• _Task goal_
What is the number of lines in the data that contain "every"? Respond with nothing else.

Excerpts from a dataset
==*==

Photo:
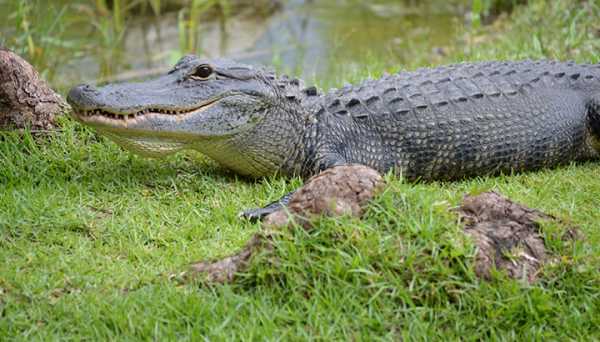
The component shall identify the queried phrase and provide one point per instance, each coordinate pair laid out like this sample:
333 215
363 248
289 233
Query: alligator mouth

==*==

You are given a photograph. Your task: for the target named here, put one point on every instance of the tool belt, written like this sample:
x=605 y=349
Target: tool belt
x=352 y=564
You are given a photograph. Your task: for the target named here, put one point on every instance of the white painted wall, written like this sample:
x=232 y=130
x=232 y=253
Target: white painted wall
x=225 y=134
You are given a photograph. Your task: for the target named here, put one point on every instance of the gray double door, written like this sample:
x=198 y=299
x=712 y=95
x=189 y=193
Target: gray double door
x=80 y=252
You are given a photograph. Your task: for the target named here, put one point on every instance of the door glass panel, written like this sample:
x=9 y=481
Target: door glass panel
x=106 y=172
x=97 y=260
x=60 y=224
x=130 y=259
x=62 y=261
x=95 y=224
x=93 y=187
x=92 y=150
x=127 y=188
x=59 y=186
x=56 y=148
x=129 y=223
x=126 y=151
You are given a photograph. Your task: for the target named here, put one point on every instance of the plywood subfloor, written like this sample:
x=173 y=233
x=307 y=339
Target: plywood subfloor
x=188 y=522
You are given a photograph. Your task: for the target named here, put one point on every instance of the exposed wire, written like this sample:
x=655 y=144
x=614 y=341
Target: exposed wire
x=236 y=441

==*==

• _Solution_
6